Excerpted text
[Start]

# i have a LUSH problem....



## remyriot (Apr 14, 2015)

here's my collection of goodies!


----------



## Hisaehime (Apr 28, 2015)

Waaaw ! I like it ! I want this collection haha !


----------



## Chelsssea (Feb 14, 2016)

omg I'm so jealous. Love Lush!!


----------



## soonari (Feb 15, 2016)

Wow it's like a mini LUSH store!


----------



## Mixxi (Apr 16, 2016)

I like how you store your bath bombs. Mine are just in drawers.


----------



## Dadale (Apr 17, 2016)

wowww


----------



## FNPbeauty (Jan 2, 2017)

I am so jelly of this collection. Love Lush.


----------



## PinkHearts2314 (Mar 31, 2017)

Omg, I want to have a collection like that soon! I'm on my way little by little lol


----------



## Lifescocktail (Apr 9, 2017)

I like that "problem" :O
I feel like going to Lush store too...


----------



## Shannon2277 (May 17, 2017)

I still have not tried Lush but having been wanting to so bad


----------



## juraseka (Jul 26, 2017)

Oh my! I love it! Can I come over to your place?? Haha, no but seriously Lush is amazing!


----------



## Vaishali Yadav (Sep 14, 2017)

Just looks like mini Lush store From how long you are collecting all these???


----------



## Barbie1 (Sep 19, 2017)

I have 3 bath bombs I plan on using for my birthday week to relax.I used to love lush but I went there with a guy on a date once and I think he ruined it for me havent been back or ordered anything online since it brings back bad vibes.

[End]

Stored entries
[Start]

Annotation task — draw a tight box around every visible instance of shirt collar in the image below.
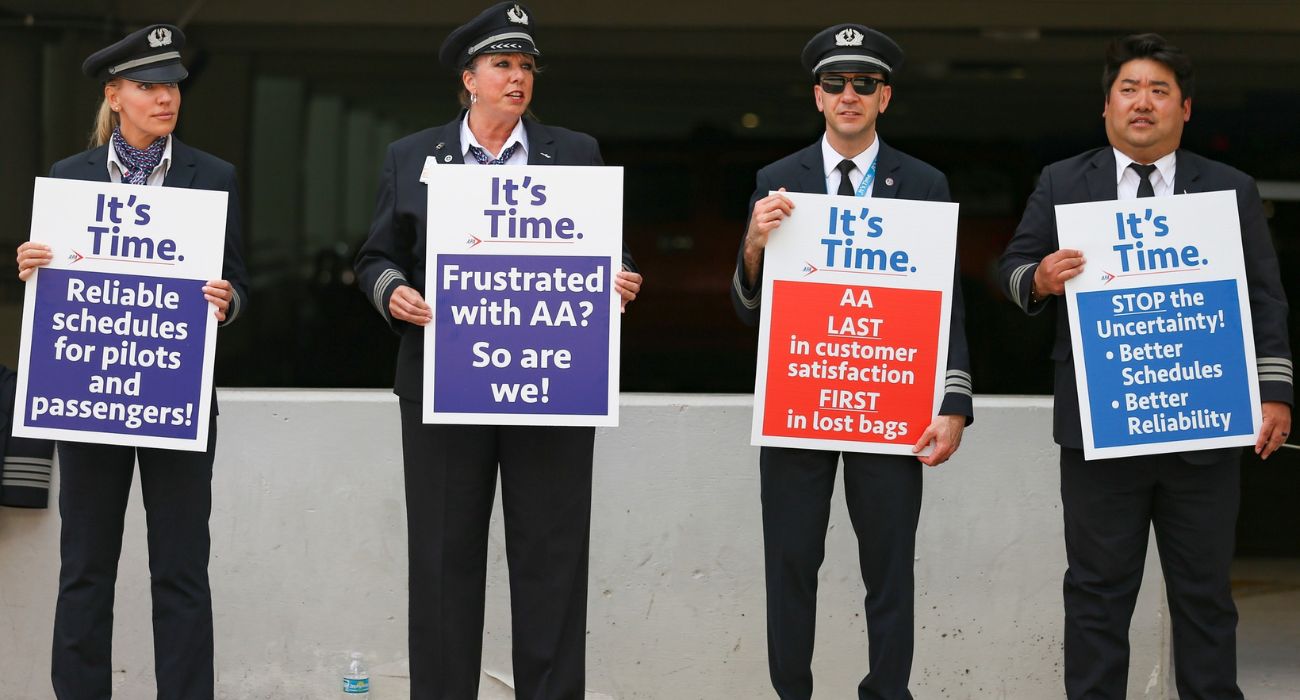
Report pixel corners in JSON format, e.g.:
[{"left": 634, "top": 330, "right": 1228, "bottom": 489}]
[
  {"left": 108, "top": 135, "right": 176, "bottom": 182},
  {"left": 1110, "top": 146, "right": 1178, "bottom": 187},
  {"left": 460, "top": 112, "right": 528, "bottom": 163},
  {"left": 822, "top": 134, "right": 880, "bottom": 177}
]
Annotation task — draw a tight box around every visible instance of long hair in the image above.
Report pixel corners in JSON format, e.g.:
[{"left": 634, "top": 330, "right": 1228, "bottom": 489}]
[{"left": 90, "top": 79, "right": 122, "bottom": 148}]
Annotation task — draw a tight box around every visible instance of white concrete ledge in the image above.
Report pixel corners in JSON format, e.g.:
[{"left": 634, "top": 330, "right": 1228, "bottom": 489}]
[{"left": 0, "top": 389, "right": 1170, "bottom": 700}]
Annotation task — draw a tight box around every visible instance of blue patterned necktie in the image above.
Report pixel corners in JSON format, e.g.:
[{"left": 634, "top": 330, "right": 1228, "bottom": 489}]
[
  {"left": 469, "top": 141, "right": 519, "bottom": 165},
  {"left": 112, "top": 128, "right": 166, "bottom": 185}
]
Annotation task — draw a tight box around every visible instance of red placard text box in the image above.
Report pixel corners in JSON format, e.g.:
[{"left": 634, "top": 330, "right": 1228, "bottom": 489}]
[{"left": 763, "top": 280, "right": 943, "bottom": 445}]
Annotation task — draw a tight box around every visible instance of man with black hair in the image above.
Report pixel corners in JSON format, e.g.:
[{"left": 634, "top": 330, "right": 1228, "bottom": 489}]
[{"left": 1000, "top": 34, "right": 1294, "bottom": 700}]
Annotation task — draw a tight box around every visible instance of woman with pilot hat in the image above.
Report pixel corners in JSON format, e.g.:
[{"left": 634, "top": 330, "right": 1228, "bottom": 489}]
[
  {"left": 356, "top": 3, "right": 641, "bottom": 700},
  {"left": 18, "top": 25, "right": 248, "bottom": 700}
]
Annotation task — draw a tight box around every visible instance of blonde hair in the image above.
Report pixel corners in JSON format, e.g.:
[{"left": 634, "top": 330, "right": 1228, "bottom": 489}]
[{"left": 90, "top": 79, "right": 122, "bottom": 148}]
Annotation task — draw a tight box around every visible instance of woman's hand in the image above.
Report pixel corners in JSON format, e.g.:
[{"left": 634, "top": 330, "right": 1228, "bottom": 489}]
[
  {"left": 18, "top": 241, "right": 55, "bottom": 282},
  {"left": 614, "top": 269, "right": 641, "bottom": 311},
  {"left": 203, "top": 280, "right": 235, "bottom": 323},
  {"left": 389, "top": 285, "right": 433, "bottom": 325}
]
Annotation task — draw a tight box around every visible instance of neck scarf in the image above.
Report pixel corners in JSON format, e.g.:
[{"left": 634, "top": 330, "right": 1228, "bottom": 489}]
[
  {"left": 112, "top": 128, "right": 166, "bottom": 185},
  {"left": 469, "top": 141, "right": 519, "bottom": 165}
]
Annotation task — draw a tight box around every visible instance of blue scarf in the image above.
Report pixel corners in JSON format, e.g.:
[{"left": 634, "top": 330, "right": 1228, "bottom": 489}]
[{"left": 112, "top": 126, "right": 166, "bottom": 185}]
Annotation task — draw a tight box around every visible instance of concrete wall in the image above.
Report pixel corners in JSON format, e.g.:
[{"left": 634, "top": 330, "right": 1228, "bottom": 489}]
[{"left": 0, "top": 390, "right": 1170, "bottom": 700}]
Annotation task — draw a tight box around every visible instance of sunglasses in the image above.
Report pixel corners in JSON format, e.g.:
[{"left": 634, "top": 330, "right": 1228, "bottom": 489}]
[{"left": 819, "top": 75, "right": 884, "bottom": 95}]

[End]
[Start]

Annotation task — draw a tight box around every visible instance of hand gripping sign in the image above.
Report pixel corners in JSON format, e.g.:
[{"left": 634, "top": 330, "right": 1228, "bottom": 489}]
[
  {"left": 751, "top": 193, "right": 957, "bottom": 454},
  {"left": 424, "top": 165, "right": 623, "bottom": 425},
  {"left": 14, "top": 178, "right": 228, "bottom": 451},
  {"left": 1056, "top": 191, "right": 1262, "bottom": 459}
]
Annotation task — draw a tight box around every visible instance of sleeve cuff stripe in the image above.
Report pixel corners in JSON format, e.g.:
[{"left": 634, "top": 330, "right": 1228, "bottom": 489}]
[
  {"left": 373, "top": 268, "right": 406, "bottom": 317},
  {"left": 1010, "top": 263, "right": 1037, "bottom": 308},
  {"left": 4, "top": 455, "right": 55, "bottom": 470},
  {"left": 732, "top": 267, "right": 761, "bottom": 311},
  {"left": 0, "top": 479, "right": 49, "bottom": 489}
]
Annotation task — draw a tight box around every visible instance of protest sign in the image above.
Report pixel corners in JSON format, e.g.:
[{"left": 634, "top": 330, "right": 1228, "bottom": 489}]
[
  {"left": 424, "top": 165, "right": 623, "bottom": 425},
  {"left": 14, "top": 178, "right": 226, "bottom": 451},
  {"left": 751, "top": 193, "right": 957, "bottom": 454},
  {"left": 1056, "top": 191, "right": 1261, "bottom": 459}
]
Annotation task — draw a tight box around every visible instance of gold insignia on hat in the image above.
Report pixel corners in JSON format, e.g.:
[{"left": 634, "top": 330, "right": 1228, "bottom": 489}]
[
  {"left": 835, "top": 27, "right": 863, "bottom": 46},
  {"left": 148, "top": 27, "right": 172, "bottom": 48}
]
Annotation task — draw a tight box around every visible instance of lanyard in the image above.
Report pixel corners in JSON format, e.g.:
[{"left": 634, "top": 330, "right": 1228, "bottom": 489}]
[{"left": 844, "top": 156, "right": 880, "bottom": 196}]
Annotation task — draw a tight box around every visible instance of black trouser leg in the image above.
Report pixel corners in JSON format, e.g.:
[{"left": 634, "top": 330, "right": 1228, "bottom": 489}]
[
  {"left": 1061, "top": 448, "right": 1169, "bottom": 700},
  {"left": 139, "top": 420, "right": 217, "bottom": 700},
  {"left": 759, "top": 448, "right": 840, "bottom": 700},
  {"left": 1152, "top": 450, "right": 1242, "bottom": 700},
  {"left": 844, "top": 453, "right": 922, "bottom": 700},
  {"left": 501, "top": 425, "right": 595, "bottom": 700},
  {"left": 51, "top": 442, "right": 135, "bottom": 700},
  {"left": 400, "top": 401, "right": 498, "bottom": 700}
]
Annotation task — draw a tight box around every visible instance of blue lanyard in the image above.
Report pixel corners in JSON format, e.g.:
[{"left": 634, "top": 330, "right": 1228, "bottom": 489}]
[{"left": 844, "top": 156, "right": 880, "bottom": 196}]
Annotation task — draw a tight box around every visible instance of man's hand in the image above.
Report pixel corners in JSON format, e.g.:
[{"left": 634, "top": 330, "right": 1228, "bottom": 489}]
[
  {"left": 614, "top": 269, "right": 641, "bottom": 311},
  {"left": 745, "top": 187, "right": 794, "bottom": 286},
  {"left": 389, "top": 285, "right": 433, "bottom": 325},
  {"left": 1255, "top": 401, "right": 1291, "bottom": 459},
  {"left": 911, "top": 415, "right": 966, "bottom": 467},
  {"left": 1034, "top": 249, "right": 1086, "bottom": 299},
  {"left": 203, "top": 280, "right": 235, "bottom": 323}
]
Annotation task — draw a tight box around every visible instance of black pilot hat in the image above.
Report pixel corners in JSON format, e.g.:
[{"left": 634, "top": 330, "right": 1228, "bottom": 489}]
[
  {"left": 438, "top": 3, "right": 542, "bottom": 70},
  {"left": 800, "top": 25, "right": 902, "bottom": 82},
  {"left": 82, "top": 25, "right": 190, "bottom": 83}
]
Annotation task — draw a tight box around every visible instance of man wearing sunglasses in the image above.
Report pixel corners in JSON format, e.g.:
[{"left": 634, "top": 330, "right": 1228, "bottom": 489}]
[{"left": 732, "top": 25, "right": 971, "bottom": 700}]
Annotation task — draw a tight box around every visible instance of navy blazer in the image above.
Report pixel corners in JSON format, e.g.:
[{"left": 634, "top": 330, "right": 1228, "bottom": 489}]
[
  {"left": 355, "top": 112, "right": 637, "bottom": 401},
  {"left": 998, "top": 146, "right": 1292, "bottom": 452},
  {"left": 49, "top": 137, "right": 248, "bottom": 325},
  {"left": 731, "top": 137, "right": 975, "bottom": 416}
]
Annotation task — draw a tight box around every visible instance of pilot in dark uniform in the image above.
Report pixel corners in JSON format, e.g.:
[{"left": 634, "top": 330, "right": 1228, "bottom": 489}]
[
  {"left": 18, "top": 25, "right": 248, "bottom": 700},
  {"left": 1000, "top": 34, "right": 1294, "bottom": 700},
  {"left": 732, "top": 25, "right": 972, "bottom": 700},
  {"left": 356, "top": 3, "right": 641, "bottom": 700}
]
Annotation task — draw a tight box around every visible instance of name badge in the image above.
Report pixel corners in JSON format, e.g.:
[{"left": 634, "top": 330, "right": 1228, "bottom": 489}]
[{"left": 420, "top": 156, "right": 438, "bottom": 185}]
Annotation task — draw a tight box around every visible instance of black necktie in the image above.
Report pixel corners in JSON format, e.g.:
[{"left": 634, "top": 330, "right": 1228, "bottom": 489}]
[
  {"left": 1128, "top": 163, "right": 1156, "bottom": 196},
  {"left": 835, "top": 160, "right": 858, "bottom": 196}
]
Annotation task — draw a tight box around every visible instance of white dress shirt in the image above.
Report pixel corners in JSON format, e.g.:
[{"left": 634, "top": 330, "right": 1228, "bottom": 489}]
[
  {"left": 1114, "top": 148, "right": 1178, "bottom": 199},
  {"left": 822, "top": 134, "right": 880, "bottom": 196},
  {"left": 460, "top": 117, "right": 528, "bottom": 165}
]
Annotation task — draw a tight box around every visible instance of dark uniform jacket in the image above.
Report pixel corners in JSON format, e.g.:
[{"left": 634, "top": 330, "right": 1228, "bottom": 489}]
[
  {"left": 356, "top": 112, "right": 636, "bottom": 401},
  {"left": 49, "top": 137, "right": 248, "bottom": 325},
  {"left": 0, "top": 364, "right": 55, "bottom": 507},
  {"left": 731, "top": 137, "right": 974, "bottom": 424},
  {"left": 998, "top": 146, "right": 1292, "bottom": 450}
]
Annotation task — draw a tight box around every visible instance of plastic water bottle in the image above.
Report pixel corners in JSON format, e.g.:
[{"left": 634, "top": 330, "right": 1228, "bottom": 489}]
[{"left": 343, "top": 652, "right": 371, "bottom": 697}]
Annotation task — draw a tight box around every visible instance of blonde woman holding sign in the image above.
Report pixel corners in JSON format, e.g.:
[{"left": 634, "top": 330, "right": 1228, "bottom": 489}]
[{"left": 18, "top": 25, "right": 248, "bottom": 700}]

[End]

Tasks to perform
[1] In the thread about a Lush collection, list the usernames of everyone who posted in 2016.
[2] Write the next reply in the thread about a Lush collection, picking up after Barbie1's post.
The stored entries are not required for any of this work.

Results of the exercise
[1] Chelsssea, soonari, Mixxi, Dadale

[2]
----------



## juraseka (Sep 25, 2017)

I don't see any problems there..


----------



## Barbie1 (Oct 9, 2017)

I have tried every lush bath bomb lol even the holiday ones.I like sex bomb the pink one the best but it stains my bathtub with a purple rim around where I filled the water so the clean up is annoying sometimes.I try to get ones that dont leave a residue or glitter or seaweed or any colors behind.It can get messy.The bubble bars are nice too the flamingo is a really good one it smells like candy.The rainbow fun I bought before it feels like play - doh and kinda smells like it too its weird I dont recommend the fun bars it doesnt leave as much of a rainbow either the colors are not that vibrant / bright.It doesnt smell good unless you like how play doh smells lol.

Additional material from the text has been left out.